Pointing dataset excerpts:
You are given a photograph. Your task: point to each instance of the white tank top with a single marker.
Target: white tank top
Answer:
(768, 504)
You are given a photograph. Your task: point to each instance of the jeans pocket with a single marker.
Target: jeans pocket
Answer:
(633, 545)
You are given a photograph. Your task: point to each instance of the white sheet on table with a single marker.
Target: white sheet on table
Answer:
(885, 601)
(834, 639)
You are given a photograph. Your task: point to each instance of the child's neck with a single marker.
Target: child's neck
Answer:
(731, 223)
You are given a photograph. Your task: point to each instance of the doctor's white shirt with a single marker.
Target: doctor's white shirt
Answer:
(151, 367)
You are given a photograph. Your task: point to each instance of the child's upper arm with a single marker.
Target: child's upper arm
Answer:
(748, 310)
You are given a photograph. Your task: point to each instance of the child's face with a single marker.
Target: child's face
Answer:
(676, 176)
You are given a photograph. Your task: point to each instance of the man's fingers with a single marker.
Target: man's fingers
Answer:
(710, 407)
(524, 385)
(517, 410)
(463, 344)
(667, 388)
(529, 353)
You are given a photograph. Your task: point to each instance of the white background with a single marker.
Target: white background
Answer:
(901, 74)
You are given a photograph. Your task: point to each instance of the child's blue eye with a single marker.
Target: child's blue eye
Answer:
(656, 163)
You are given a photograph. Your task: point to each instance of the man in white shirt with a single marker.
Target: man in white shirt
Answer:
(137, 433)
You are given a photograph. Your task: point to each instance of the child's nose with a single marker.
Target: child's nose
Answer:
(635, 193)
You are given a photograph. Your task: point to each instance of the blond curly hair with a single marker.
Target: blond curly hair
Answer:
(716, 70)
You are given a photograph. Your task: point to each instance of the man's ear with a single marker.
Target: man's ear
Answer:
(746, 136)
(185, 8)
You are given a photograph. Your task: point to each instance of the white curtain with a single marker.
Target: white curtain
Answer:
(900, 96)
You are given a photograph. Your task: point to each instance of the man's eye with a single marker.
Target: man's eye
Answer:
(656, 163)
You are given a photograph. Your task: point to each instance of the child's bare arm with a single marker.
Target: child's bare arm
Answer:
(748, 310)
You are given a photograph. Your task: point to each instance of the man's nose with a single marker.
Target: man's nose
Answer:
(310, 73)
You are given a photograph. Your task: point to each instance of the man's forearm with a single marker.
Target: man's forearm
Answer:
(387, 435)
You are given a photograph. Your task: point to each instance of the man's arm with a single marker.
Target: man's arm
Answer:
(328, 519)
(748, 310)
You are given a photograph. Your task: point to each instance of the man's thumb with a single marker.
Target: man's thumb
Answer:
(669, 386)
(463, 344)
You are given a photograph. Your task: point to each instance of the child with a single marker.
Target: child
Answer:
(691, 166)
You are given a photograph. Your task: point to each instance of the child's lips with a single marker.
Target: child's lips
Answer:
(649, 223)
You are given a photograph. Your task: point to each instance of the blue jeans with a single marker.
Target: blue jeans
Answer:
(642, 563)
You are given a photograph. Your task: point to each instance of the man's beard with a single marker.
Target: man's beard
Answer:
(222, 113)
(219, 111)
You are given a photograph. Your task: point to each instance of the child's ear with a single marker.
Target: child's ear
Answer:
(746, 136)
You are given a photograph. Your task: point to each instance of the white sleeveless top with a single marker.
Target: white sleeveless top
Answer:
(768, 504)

### Stated goal
Return what is listed above, exactly and completely.

### Solution to this task
You are given a photograph. Your task: point to each instance of the white tank top with a single marker.
Target: white tank top
Answer:
(768, 504)
You are given a photograph. Your task: point to each instance of the jeans pocket with a single marker.
Target: jeans pocket
Answer:
(633, 545)
You are given a photograph. Your task: point to each instance of the white sheet on table with a single marker.
Target: white sheet on table
Answer:
(885, 601)
(834, 639)
You are given a photograph. Your task: point to each instance of the child's neck with a single marker.
Target: child's neck
Answer:
(731, 223)
You are given a photograph. Your task: point to each instance of the doctor's white shirt with a single marker.
Target: doctor's white shirt
Answer:
(151, 367)
You are given a photograph. Your task: point to each instance of the child's upper arm with a single marker.
Target: child's upper arm
Answer:
(748, 310)
You are given a photograph. Your task: point to each instance of the child's face with a single marker.
Target: child's face
Answer:
(676, 176)
You are given a photograph. Your task: point to each instance of the man's fingers with a single marker.
Target: man's fingers
Answer:
(710, 407)
(524, 385)
(517, 410)
(463, 344)
(667, 388)
(529, 353)
You are given a photograph. Your task: point to each instance of the white background with a single marker.
Target: white background
Answer:
(901, 74)
You are given a photograph. Your task: point to each instance of the child's blue eye with a single marker.
Target: child's blue eye
Answer:
(656, 163)
You are given a photograph. Your task: point to each instance of the man in white shirt with a single marker.
Target: man in white shirt
Answer:
(137, 433)
You are given a photograph. Your task: point to each instance of the child's nose with a single marker.
Target: child's nose
Answer:
(635, 193)
You are given a photograph. Your task: point to each instance of the blond curly hair with a single marker.
Target: blond curly hair
Answer:
(716, 70)
You are given a photograph. Your task: point to each instance of the man's ear with a single marker.
Target: man's ear
Answer:
(746, 136)
(185, 8)
You are given a photograph. Your task: point to each instance of the white curtain with a single marker.
Target: white curtain
Answer:
(900, 96)
You are given a photograph. Your task: point to each instance of the man's eye with a single marker.
Target: man's eye
Answer:
(656, 163)
You are given a photograph. Your task: point to each instance of the child's bare arm with a single marker.
Target: child's bare arm
Answer:
(748, 310)
You are given a photograph. Your task: point to each instance of the man's nose with a single marker.
Target: man's nose
Answer:
(310, 73)
You are given a photograph. Your task: point to each instance of the man's forearm with a single marker.
Target: man's forearm
Answer:
(387, 435)
You are given a photograph. Your task: point to each instance of the man's arm with a single marker.
Target: man's arm
Answer:
(328, 519)
(748, 310)
You are given a photograph. Your task: point to each instance of the man's thumb with a single marker.
Target: man's thumb
Answer:
(669, 386)
(463, 344)
You are given a photograph. Your task: point to each instance of the child with a single marker.
Target: child
Answer:
(691, 166)
You are given a photograph. Your task: point to each instance of the child's lips with a single marker.
Target: child's lips
Answer:
(649, 223)
You are given a photograph. Your task: point to each instance of the blue jeans with a single marker.
Target: blue jeans
Answer:
(642, 563)
You are given a photograph. Your task: point to each instance of the man's beard with a single marker.
Target: man's beard
Answer:
(222, 113)
(219, 111)
You are given a photograph. Your task: point to each instance of the child's ear with a single marker.
Target: child's ear
Answer:
(746, 136)
You are given a photograph. Your task: point to each instance of the white sleeveless top with a single marker.
Target: white sleeveless top
Answer:
(768, 504)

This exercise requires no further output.